* begin Information supplied *

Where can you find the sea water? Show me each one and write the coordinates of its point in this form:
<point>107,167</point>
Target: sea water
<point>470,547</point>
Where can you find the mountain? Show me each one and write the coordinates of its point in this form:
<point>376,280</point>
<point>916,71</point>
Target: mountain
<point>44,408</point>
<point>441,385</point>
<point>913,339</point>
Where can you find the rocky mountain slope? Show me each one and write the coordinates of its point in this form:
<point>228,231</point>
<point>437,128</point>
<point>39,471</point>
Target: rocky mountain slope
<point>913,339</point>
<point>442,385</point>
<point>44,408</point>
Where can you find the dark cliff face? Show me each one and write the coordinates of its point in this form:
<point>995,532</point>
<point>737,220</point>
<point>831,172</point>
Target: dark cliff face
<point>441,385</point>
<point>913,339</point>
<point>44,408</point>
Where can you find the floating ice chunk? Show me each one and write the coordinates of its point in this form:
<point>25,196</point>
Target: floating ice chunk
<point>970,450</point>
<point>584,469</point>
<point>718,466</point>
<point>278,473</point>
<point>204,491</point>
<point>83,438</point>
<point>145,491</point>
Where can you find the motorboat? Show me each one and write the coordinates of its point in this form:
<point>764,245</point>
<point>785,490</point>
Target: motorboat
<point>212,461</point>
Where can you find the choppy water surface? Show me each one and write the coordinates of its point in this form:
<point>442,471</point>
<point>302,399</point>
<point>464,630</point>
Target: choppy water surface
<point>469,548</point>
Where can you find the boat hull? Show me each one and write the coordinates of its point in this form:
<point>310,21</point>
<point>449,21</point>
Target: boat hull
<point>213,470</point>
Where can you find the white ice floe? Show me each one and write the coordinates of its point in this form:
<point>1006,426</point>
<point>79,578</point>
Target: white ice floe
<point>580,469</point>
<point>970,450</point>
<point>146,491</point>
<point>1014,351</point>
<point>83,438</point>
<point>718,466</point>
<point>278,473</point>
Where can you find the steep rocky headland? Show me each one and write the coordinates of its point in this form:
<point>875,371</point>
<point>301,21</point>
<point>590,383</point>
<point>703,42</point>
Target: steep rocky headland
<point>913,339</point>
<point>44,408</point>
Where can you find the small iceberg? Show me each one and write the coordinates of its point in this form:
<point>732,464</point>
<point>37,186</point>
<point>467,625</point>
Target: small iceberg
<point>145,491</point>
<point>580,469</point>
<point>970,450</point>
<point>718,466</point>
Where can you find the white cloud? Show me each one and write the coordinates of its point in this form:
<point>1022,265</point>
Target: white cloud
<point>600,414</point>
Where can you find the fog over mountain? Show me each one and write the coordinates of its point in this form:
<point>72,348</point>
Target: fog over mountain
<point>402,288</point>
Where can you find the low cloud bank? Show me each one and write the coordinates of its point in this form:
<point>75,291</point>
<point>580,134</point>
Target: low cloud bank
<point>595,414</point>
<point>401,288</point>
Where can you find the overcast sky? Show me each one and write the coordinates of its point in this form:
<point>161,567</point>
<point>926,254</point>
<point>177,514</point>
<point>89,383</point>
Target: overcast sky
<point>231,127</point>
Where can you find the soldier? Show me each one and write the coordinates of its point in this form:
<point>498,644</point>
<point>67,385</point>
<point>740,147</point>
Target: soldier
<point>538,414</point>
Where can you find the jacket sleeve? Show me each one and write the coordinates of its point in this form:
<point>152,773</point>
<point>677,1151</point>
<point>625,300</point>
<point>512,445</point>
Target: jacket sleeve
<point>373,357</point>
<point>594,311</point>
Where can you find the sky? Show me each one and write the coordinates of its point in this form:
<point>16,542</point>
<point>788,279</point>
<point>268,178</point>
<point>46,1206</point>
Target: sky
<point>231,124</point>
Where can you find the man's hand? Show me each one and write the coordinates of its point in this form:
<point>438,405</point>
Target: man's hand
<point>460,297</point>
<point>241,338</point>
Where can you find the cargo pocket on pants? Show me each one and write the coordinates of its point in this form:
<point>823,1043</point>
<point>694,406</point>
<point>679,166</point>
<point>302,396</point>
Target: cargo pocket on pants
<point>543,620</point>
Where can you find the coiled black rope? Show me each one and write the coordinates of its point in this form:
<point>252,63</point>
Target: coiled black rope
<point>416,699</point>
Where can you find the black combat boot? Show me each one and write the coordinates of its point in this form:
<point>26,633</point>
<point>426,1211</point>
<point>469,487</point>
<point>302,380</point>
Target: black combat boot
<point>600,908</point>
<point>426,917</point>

* end Information supplied *

* _Task requirements_
Rewrite every item above with "Show me each one" renamed to "Mark each one", keeping everything else unchanged.

* _Response below_
Where can you find the sea water? Mark each one and write the coordinates of its point in this form:
<point>107,167</point>
Target: sea water
<point>470,547</point>
Where can you find the mountain? Mark each one and write the coordinates of its point in this form:
<point>376,280</point>
<point>916,71</point>
Target: mountain
<point>44,408</point>
<point>441,385</point>
<point>913,339</point>
Where can you find the rocky mountain slope? Mark each one and write the coordinates of its point in this form:
<point>228,231</point>
<point>437,128</point>
<point>39,471</point>
Target: rocky mountain slope
<point>913,339</point>
<point>442,385</point>
<point>44,408</point>
Where can you find the dark cliff face? Mark each one and write the coordinates of its point in this form:
<point>995,532</point>
<point>737,220</point>
<point>831,172</point>
Target: dark cliff face
<point>441,385</point>
<point>913,339</point>
<point>44,408</point>
Where can you find the floating ice chunk? Mark each one and write the coordinates of its point in this form:
<point>25,196</point>
Target: floating ice chunk
<point>970,450</point>
<point>584,469</point>
<point>718,466</point>
<point>278,473</point>
<point>204,491</point>
<point>83,438</point>
<point>145,491</point>
Where can you find the motorboat? Mark each one and write the coordinates of its point in this form:
<point>764,245</point>
<point>785,490</point>
Target: motorboat
<point>212,461</point>
Where can you find the choppy water surface? Mark each one and write the coordinates of its point in this form:
<point>442,471</point>
<point>302,399</point>
<point>464,630</point>
Target: choppy water surface
<point>469,548</point>
Where can you find the boat hull? Mark each one and write the coordinates of its point in this form:
<point>310,21</point>
<point>449,21</point>
Target: boat hull
<point>213,470</point>
Where can you find the white ice floe? Mark each one and write the coordinates of its point in this form:
<point>1006,426</point>
<point>79,578</point>
Target: white ice floe
<point>580,469</point>
<point>970,450</point>
<point>146,491</point>
<point>1014,351</point>
<point>83,438</point>
<point>718,466</point>
<point>278,473</point>
Where can you find the steep rocky headland? Mark each one and write the coordinates of its point in this form:
<point>875,371</point>
<point>301,21</point>
<point>590,383</point>
<point>703,42</point>
Target: steep rocky headland
<point>913,339</point>
<point>44,408</point>
Where can you find the small iceberg? Mark each one and write the coordinates of its point in this form:
<point>732,464</point>
<point>37,186</point>
<point>467,625</point>
Target: small iceberg
<point>145,491</point>
<point>580,469</point>
<point>970,450</point>
<point>718,466</point>
Where can you find the white cloud? Mark each one and write the coordinates of its point in this form:
<point>1022,265</point>
Target: white cloud
<point>600,414</point>
Where can you find the fog over mountain? Mark each one and write the coordinates of its point in this form:
<point>72,348</point>
Target: fog over mountain
<point>402,288</point>
Where can you find the low cloud bank? Mark each one and write the coordinates of its point in this form:
<point>75,291</point>
<point>580,134</point>
Target: low cloud bank
<point>595,414</point>
<point>401,288</point>
Where can you find the overcast sky? Mark each one and write the coordinates of its point in this form:
<point>161,567</point>
<point>926,254</point>
<point>177,514</point>
<point>89,383</point>
Target: overcast sky
<point>231,127</point>
Where can you find the soldier? Mark each one and write the coordinates of its point in this form:
<point>498,644</point>
<point>67,385</point>
<point>740,147</point>
Target: soldier
<point>538,414</point>
Where can you find the jacket sleeve? Mark each one and write the coordinates of its point in this form:
<point>152,773</point>
<point>677,1151</point>
<point>625,300</point>
<point>512,445</point>
Target: jacket sleeve
<point>373,357</point>
<point>594,311</point>
Where can you find the sky? Mark each one and write the coordinates of its point in this form:
<point>16,542</point>
<point>788,279</point>
<point>268,178</point>
<point>46,1206</point>
Target: sky
<point>231,124</point>
Where can you find the man's hand? Mark each one and write the coordinates of its point in this form:
<point>438,405</point>
Target: man's hand
<point>460,297</point>
<point>241,338</point>
Where can you find the cargo pocket on pants? Mark each one and write the coordinates of its point in this form:
<point>823,1043</point>
<point>694,406</point>
<point>679,166</point>
<point>302,396</point>
Target: cargo pocket on pants
<point>543,620</point>
Where can you find the coiled black rope? Mark each one and write the coordinates of its point in this form:
<point>252,63</point>
Target: coiled black rope
<point>416,699</point>
Where can you find the black combat boot? Mark each one and write the coordinates of its point in this form:
<point>26,633</point>
<point>426,1211</point>
<point>469,487</point>
<point>302,380</point>
Target: black combat boot
<point>600,908</point>
<point>426,917</point>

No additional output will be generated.